Description of the task:
Copy out the lines below between the one holding "Where can the gray mosaic" and the one holding "<point>213,214</point>", inclusive, without the pictures.

Records supplied:
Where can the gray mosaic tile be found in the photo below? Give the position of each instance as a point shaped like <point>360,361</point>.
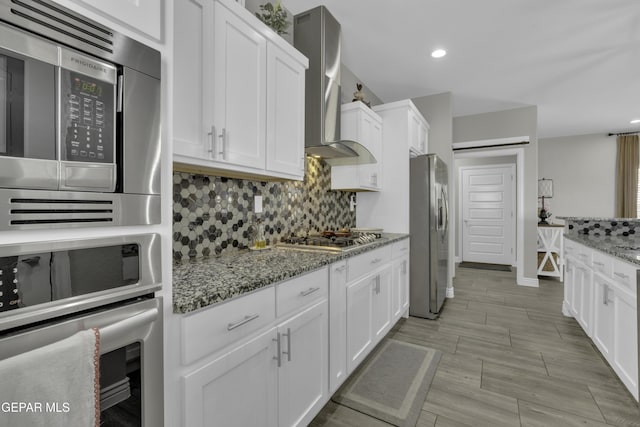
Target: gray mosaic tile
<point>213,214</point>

...

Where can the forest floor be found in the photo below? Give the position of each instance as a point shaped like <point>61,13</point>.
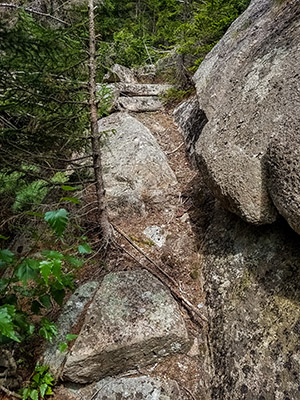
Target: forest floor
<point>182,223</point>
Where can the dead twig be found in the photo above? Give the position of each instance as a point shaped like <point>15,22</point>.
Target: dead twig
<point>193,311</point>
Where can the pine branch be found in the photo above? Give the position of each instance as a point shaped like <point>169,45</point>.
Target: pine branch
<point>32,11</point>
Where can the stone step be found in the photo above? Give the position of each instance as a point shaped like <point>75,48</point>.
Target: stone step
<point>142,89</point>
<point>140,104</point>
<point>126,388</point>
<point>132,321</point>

---

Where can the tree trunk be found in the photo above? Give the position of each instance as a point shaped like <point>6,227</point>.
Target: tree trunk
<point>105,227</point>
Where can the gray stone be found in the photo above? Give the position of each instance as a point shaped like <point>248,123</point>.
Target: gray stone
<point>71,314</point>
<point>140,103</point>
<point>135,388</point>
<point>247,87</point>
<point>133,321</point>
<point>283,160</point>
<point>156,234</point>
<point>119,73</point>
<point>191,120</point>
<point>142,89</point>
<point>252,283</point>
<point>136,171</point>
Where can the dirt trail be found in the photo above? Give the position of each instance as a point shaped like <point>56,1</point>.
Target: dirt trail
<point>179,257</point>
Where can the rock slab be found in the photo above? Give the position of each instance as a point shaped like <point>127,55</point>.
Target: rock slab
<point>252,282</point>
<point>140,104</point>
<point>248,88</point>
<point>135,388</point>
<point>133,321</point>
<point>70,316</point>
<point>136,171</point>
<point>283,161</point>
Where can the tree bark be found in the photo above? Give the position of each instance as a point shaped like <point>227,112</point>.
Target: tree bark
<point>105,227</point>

Result of the exercise:
Where can the gray mosaic tile be found in the photo below? Give the position of each instance as a point shaped like <point>360,361</point>.
Target: gray mosaic tile
<point>213,214</point>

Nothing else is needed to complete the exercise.